What you need to do:
(a) For each statement, say whether it agrees with the sugar storage thread below. Answer yes or no, and quote the words from the thread that decide it.
(i) One poster put dry ice in the bottom of a bucket to push out the oxygen.
(ii) The LDS Bishops storehouse advises using oxygen absorbers in sugar.
(iii) One poster usually buys sugar on sale in the summer.
(b) Copy the sugar storage thread below word for word, from "What is the" to "done with it?".
(c) Carry the sugar storage thread below further by writing what could come after its final post.

** start of Source **

# Sugar: long term storage / canning



## Tacitus (Dec 30, 2012)

My long term sugar preps are #10 cans from the LDS bishop's storehouse. I didn't work the canning station when they sealed them, but I thought they put an oxygen absorber in each can...but maybe they didn't.

What is the recommendation here? I see in the Tang thread that some don't recommend O2 absorbers for Tang. Do they interact with the sugar badly?

I was thinking about buying a 50 pound bag of sugar at Costco and storing it in buckets. I was going to use O2 absorbers. Should I not? Should I just seal the buckets and be done with it?


----------



## swjohnsey (Jan 21, 2013)

I'm not sure this is the "right way" but I was able to get 37 lbs of sugar in a five gallon bucket. I put some dry ice in the bottom to purge the oxygen and then sealed it was a Gamma lid. I suspect sugar will last indefinately without any purging if the bugs a such are kept out.


----------



## OldCootHillbilly (Jul 9, 2010)

Storin sugar simply be a matter a keepin moisture way from it. Ifin yer storin bulk (5 gallon buckets) a nice plastic bag (don't use a garbagage bag) in the bucket, fill it as close ta the top as yall can. Good tight fittin lid. Sugar should last till the next ice age. Thin bout O2 absorbers be that yalls sugar can get lumpy. Still fine ta use, just gets hard.

I store 4 an 5 pound bags (buy when it be on sale cheap) an vac seal. I've opened some up from 7 year ago an just bairly some lumps so I'll keep storin mine thisa way. Easy ta transport an store fer me.


----------



## weedygarden (Apr 27, 2011)

*no to oxygen absorbers in sugar*

When you can at the LDS Bishops storehouse, they will tell you not to use oxygen absorbers in your sugar. Evidently it will make your sugar hard as a rock.

I buy sugar when it is on sale, November and December typically, and I keep it in the original bag. I just put the bags into 5 gallon buckets and seal them up. I keep one bucket of sugar with a gamma seal lid so that I can easily access it.

I have mylar bags and I think they are good for some things, but I don't use them for everything. The same with the food saver bags. Some people seal everything up and that is probably good, I just do not. I might regret it, but sugar is not something that most pests usually bother. Ants might bother sugar in the kitchen, but in a sealed bucket, sugar should be fine.

** end of Source **
** start of Stored data **

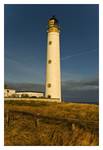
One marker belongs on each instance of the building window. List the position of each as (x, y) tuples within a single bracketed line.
[(49, 85), (49, 96), (50, 42), (49, 61)]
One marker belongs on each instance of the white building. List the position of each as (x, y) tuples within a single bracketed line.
[(14, 93), (29, 94), (9, 92), (53, 74)]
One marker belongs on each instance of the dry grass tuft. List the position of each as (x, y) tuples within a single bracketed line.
[(45, 123)]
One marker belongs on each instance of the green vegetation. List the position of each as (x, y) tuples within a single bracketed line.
[(45, 123)]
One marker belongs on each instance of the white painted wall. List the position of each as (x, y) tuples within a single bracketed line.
[(30, 94), (53, 75)]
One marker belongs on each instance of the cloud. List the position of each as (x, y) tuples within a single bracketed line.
[(90, 84), (78, 54)]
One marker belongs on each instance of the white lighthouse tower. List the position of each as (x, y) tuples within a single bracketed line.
[(53, 74)]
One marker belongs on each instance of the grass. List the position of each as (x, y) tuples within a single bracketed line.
[(45, 123)]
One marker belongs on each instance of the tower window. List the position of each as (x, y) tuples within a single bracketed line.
[(49, 61), (49, 85), (50, 42)]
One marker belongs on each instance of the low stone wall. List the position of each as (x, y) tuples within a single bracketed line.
[(34, 99)]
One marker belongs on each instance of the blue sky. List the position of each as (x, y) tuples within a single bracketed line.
[(26, 40)]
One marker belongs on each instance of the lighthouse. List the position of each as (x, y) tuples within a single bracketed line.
[(53, 73)]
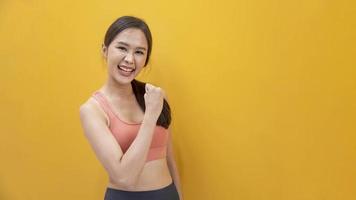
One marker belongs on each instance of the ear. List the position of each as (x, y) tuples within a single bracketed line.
[(104, 50)]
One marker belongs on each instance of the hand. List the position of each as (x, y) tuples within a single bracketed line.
[(153, 100)]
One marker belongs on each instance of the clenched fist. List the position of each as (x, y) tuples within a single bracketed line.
[(153, 100)]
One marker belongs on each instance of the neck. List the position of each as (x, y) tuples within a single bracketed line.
[(118, 91)]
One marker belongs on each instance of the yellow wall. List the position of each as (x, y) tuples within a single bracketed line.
[(263, 94)]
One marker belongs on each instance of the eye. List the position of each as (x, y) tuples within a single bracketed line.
[(122, 48)]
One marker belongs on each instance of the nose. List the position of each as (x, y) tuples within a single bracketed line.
[(128, 58)]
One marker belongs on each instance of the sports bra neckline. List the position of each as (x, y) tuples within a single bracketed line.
[(114, 113)]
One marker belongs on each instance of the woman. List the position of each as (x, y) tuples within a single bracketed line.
[(127, 121)]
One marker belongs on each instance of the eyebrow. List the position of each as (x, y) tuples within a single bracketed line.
[(123, 43)]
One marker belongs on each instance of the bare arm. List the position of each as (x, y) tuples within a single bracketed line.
[(123, 169)]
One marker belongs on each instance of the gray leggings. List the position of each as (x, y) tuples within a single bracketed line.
[(167, 193)]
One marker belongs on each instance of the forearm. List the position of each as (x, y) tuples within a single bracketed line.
[(134, 159)]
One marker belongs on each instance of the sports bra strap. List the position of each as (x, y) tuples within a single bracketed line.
[(104, 104)]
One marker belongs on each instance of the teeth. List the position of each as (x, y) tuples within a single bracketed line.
[(126, 69)]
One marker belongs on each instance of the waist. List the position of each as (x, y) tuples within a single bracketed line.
[(155, 175)]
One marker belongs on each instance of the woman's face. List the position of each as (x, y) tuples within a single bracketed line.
[(126, 55)]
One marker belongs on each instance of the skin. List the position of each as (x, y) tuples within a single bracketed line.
[(128, 171)]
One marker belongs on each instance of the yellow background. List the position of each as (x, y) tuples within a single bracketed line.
[(263, 96)]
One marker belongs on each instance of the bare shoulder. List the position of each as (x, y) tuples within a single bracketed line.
[(91, 109)]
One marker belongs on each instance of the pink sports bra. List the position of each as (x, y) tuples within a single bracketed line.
[(125, 133)]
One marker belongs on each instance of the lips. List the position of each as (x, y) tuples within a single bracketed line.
[(125, 68)]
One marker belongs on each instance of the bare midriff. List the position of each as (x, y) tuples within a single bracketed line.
[(155, 175)]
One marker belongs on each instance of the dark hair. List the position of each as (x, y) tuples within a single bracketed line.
[(138, 87), (125, 22)]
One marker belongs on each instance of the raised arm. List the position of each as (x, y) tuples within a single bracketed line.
[(123, 169)]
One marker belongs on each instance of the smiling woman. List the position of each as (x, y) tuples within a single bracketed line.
[(127, 121)]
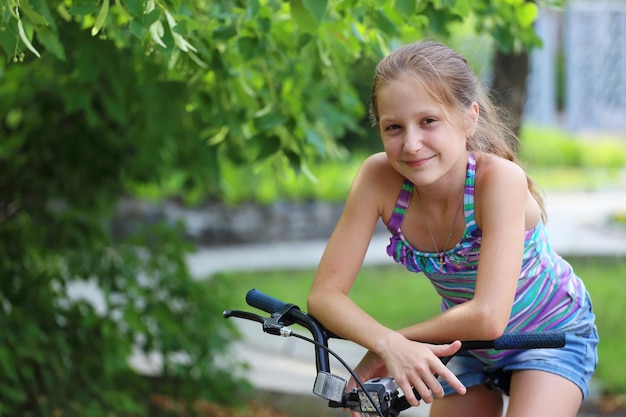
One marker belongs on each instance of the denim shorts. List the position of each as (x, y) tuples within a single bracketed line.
[(576, 361)]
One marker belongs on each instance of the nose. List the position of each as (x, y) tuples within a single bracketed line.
[(412, 141)]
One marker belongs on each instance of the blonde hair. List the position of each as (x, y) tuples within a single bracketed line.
[(449, 80)]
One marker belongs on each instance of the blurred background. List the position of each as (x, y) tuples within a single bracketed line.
[(144, 143)]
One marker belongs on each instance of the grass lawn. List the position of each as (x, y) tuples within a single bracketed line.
[(398, 298)]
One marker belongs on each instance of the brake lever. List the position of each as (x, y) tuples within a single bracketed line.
[(244, 315)]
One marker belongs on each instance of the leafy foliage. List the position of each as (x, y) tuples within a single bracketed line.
[(102, 99)]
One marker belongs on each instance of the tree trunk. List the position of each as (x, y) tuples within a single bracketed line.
[(509, 85)]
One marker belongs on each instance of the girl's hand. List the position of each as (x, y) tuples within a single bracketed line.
[(412, 365)]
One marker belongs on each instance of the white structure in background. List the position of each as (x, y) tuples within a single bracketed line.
[(592, 37)]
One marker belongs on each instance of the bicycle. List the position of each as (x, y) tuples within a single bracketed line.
[(380, 396)]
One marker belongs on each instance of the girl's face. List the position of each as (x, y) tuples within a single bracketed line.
[(420, 143)]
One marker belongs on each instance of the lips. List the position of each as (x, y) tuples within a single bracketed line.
[(418, 162)]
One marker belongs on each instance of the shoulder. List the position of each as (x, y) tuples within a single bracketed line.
[(376, 184), (495, 172), (501, 190)]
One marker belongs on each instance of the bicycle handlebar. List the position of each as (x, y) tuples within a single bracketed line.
[(284, 314), (269, 304)]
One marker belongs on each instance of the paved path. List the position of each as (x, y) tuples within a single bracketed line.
[(578, 225)]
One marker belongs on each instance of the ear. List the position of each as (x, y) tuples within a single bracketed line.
[(472, 119)]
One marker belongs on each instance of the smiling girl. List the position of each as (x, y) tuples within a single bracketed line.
[(461, 210)]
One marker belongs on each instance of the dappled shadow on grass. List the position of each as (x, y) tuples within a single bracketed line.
[(202, 408)]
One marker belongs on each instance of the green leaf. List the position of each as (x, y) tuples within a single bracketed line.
[(83, 9), (527, 14), (134, 7), (50, 40), (317, 8), (269, 146), (303, 18), (34, 17), (406, 7), (384, 23), (152, 17)]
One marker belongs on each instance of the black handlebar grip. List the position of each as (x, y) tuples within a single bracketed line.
[(529, 341), (264, 302)]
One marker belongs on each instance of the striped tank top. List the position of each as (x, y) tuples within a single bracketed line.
[(548, 295)]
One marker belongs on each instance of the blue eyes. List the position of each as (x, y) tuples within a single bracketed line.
[(426, 121)]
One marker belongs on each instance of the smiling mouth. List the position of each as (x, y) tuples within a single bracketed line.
[(418, 162)]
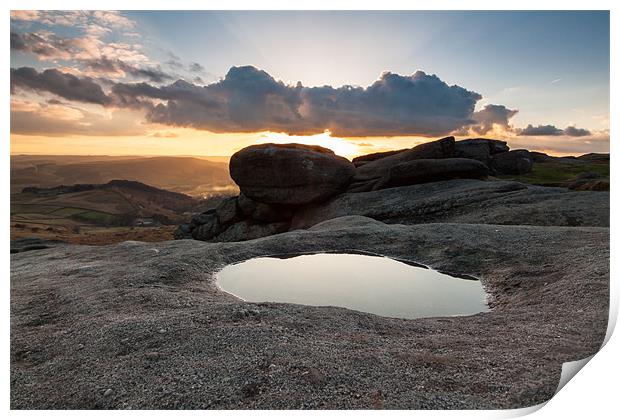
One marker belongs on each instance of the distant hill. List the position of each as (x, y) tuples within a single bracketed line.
[(116, 203), (190, 175)]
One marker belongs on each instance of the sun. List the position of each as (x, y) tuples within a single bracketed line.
[(340, 146)]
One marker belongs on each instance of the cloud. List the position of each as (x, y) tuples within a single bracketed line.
[(492, 115), (47, 46), (53, 119), (65, 85), (106, 66), (196, 68), (250, 100), (76, 18), (164, 134), (551, 130)]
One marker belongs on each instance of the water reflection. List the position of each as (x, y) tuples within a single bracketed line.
[(365, 283)]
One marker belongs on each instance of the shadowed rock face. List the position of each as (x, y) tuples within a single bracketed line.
[(295, 186), (466, 201), (292, 174), (429, 170), (376, 169), (515, 162)]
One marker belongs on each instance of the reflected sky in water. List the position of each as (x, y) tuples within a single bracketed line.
[(365, 283)]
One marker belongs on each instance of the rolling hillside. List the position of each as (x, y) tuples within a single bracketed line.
[(189, 175), (101, 213)]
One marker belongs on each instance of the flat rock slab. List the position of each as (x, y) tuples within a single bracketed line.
[(143, 325), (466, 201)]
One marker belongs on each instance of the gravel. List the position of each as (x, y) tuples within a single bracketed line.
[(120, 326)]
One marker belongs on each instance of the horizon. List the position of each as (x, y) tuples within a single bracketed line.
[(116, 83)]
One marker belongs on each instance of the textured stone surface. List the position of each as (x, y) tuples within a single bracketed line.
[(289, 173), (430, 170), (439, 149), (147, 321), (515, 162), (467, 201)]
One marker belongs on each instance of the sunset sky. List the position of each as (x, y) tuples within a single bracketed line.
[(210, 83)]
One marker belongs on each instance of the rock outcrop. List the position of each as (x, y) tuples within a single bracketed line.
[(377, 169), (466, 201), (420, 171), (514, 162), (291, 174), (292, 186), (147, 322)]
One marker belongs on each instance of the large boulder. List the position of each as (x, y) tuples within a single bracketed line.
[(479, 149), (246, 230), (429, 170), (208, 229), (228, 211), (364, 159), (515, 162), (291, 174), (439, 149)]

** end of Stored data **

Per-task outputs:
(a)
(i) Yes: "I put some dry ice in the bottom to purge the oxygen"
(ii) No: "they will tell you not to use oxygen absorbers in your sugar."
(iii) No: "I buy sugar when it is on sale, November and December typically"

(b)
What is the recommendation here? I see in the Tang thread that some don't recommend O2 absorbers for Tang. Do they interact with the sugar badly?

I was thinking about buying a 50 pound bag of sugar at Costco and storing it in buckets. I was going to use O2 absorbers. Should I not? Should I just seal the buckets and be done with it?

(c)
The bigger issue with sugar is moisture and buckets kept off the cement floor and not stacked too high has worked for me.


----------



## Hooch (Jul 22, 2011)

I havent had any issues yet n just store it in a food grade 5 gal bucket with a gamma lid on it. open it when I need sugar...havent had issues with lumps either. sugar n salt last forever if you keep it bug n moisture free.


----------



## partdeux (Aug 3, 2011)

I've stored it in qt jars with O2 absorber and vacuum sealed


----------



## Marcus (May 13, 2012)

I don't think it really matters how you store sugar as long as bugs can't get in it. I store mine in quart ziplocks (1#) with 4# in a mylar bag. I put in a O2 absorber and store the mylar bags in a 5 gallon bucket. If it gets hard, I'll use one of those tenderizer hammers to break it up. I use the ziplock bags so I can trade a pound of sugar that is already pre-measured out.


----------



## Caribou (Aug 18, 2012)

Check out the LDS Preparedness Manual. They are generally spot on their how to information. I keep my sugar in a mylar bag inside a five gallon bucket with no O2 absorber. My way, I believe, is a good way to go. Their choice of #10 cans is better. Read what the LDS have to teach you and if you vary from that have a reason.


----------



## Tacitus (Dec 30, 2012)

Thanks to all of you. You have given me the confidence to store mine in a 5 gallon bucket with a gamma seal lid, no O2 absorbers.


----------



## -prepper- (Feb 3, 2013)

Yeah,I actually have cleaned out a 2 liter and let it dry filled it up with sugar it stays just fine as long as bugs don't get in there . I've had it for 4 months and we use it in a pinch for our coffee if we are out of it .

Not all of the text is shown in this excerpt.